(Stored records)

—————

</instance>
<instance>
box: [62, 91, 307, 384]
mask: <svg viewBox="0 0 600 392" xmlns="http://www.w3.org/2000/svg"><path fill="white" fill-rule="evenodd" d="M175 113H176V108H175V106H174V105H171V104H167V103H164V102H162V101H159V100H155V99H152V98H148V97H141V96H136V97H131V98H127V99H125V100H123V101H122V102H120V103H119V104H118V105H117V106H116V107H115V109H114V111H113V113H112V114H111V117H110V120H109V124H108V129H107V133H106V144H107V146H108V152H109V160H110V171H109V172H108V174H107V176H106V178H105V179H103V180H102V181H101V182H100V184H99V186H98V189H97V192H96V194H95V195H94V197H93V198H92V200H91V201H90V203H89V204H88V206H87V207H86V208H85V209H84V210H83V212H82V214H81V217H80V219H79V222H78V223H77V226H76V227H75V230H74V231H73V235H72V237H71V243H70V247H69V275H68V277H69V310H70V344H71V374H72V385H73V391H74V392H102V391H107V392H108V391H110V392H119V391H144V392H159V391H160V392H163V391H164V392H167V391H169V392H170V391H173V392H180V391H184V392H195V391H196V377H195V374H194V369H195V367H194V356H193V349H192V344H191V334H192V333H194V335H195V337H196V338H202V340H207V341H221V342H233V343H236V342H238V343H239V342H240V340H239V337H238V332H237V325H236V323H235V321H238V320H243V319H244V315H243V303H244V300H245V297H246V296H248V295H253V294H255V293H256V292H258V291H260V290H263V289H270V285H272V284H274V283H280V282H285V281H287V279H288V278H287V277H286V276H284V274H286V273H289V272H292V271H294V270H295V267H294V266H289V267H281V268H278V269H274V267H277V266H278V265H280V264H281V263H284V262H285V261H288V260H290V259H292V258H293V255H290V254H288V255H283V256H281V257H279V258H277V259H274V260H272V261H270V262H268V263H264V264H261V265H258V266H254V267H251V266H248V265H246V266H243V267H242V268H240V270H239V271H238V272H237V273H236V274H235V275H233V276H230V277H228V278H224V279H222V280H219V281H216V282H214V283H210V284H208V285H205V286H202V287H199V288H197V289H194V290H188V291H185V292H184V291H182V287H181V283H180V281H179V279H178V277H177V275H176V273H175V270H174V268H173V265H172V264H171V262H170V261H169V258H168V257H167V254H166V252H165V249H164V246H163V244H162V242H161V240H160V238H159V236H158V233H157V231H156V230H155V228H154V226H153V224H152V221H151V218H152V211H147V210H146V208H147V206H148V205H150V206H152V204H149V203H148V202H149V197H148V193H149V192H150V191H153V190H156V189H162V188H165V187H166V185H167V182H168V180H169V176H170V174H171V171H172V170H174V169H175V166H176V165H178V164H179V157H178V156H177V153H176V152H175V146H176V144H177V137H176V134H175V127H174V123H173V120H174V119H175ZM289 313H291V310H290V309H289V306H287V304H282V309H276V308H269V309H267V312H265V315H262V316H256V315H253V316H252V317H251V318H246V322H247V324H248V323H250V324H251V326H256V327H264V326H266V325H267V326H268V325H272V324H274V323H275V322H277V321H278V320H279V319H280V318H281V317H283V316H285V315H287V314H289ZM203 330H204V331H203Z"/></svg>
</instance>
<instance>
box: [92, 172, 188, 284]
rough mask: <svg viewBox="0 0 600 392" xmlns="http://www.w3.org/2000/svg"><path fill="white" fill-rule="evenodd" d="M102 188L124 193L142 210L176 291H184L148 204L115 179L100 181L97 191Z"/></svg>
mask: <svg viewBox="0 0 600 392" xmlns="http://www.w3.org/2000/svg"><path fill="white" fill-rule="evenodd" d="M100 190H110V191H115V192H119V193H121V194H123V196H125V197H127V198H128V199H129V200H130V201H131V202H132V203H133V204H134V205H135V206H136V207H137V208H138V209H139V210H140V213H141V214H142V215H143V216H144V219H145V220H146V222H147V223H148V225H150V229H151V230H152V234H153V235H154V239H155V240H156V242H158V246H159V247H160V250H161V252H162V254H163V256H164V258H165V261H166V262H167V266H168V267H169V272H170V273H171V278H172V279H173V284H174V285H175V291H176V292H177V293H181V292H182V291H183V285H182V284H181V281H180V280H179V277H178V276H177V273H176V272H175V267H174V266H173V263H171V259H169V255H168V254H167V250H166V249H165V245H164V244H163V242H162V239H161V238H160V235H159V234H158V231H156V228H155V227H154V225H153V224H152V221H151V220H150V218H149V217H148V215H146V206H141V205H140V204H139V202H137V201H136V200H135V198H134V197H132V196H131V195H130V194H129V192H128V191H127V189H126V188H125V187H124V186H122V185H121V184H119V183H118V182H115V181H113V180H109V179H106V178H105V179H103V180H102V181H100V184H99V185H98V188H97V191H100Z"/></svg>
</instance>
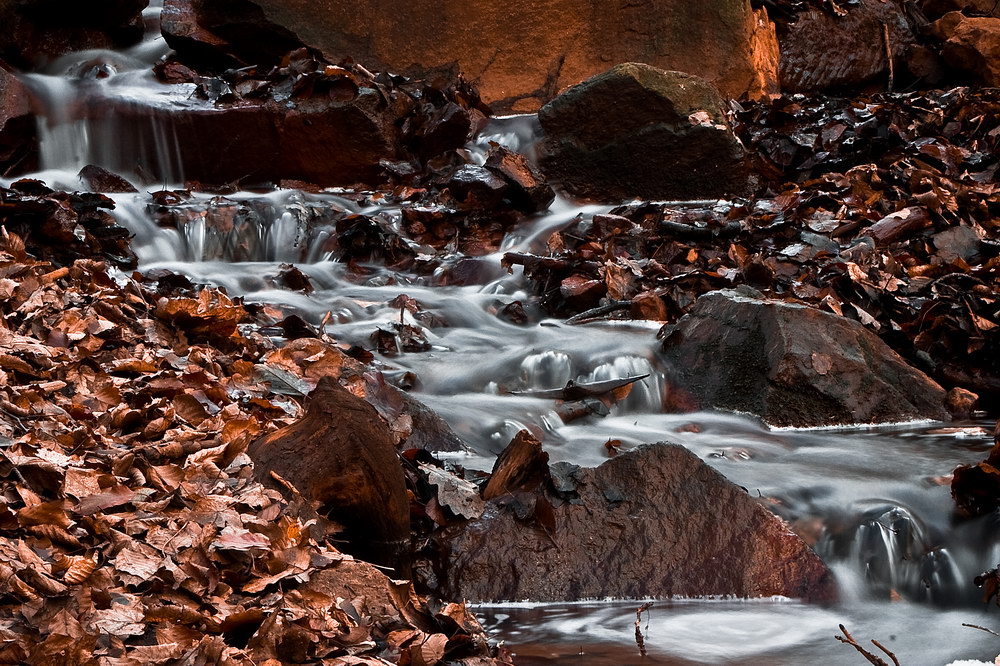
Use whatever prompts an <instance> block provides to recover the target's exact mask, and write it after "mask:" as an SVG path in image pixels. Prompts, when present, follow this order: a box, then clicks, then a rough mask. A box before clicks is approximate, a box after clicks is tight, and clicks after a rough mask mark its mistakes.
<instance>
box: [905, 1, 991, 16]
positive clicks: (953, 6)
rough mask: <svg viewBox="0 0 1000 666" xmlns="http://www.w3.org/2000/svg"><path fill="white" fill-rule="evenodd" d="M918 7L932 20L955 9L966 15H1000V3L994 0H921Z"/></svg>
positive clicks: (952, 10)
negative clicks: (920, 2)
mask: <svg viewBox="0 0 1000 666" xmlns="http://www.w3.org/2000/svg"><path fill="white" fill-rule="evenodd" d="M920 8H921V10H923V12H924V14H925V15H926V16H927V17H928V18H930V19H932V20H934V19H939V18H941V17H942V16H944V15H945V14H947V13H948V12H956V11H957V12H962V13H964V14H965V15H967V16H993V17H1000V5H998V4H997V2H996V0H922V2H921V3H920Z"/></svg>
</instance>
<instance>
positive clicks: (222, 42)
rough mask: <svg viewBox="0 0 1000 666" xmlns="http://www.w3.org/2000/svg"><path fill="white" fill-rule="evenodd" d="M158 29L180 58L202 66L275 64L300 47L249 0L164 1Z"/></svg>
mask: <svg viewBox="0 0 1000 666" xmlns="http://www.w3.org/2000/svg"><path fill="white" fill-rule="evenodd" d="M160 31H161V32H162V33H163V38H164V39H165V40H166V42H167V44H168V45H169V46H170V48H172V49H174V50H175V51H176V52H177V55H178V56H179V57H180V58H181V59H183V60H184V61H185V62H187V63H190V64H192V65H196V66H200V67H206V66H207V67H213V66H214V67H222V68H225V67H232V66H240V65H262V66H263V65H273V64H276V63H277V62H278V61H280V60H281V57H282V56H283V55H285V54H286V53H288V52H289V51H292V50H294V49H296V48H299V47H301V46H302V43H301V42H300V41H299V40H298V39H297V38H296V37H295V35H293V34H292V33H290V32H289V31H287V30H285V29H284V28H282V27H281V26H278V25H275V24H274V23H271V22H270V21H268V20H267V18H266V17H265V16H264V14H263V12H262V11H261V10H260V8H259V7H257V6H256V5H254V4H253V3H252V2H249V1H247V0H164V2H163V12H162V14H161V16H160Z"/></svg>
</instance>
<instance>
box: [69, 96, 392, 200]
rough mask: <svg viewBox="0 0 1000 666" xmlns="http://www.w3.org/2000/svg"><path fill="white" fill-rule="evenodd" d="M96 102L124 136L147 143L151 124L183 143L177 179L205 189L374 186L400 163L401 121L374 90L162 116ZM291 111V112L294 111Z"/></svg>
mask: <svg viewBox="0 0 1000 666" xmlns="http://www.w3.org/2000/svg"><path fill="white" fill-rule="evenodd" d="M101 102H102V100H98V101H96V102H95V103H93V104H91V106H90V108H89V110H88V114H89V115H90V117H92V118H96V119H100V118H104V117H108V118H114V122H115V123H116V125H117V126H119V127H120V128H121V131H122V133H132V134H135V135H136V136H142V133H143V132H144V131H148V128H149V126H150V124H152V123H156V124H158V125H160V126H163V127H165V131H168V132H170V133H171V134H173V135H174V136H176V137H177V143H178V146H179V150H178V151H177V154H178V155H179V156H180V164H178V165H175V168H176V169H177V171H178V173H174V174H159V173H156V174H152V175H153V176H155V177H157V178H163V177H167V178H170V177H178V176H179V175H180V174H183V176H184V178H185V179H187V180H190V181H196V182H200V183H202V184H205V185H226V184H241V185H243V186H250V185H256V184H264V183H276V182H278V181H280V180H299V181H303V182H307V183H314V184H317V185H321V186H336V185H353V184H356V183H372V184H373V183H376V182H378V181H379V180H380V177H381V173H382V167H381V166H380V161H381V160H385V159H390V160H391V159H396V158H397V157H398V156H399V140H400V137H399V132H398V128H397V127H396V126H395V121H396V120H397V116H396V115H395V114H394V113H393V111H392V110H391V109H388V108H386V107H385V105H384V104H383V103H382V99H381V96H380V95H379V93H378V92H376V91H375V90H374V89H370V88H362V89H361V90H360V91H359V92H358V95H357V97H356V98H354V99H352V100H349V101H341V100H332V99H329V98H324V99H303V100H298V101H297V102H296V103H295V104H281V103H278V102H276V101H273V100H268V101H262V102H240V103H237V104H231V105H220V106H218V107H215V108H211V107H209V108H202V107H197V106H191V107H184V108H180V109H175V108H169V109H167V108H163V107H159V106H155V105H147V104H144V103H141V102H133V101H122V100H103V102H105V103H104V104H103V105H102V103H101ZM290 107H291V108H290Z"/></svg>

—————

List the lines of the records where "positive" occurs.

positive clicks: (953, 6)
positive clicks: (952, 10)
positive clicks: (222, 42)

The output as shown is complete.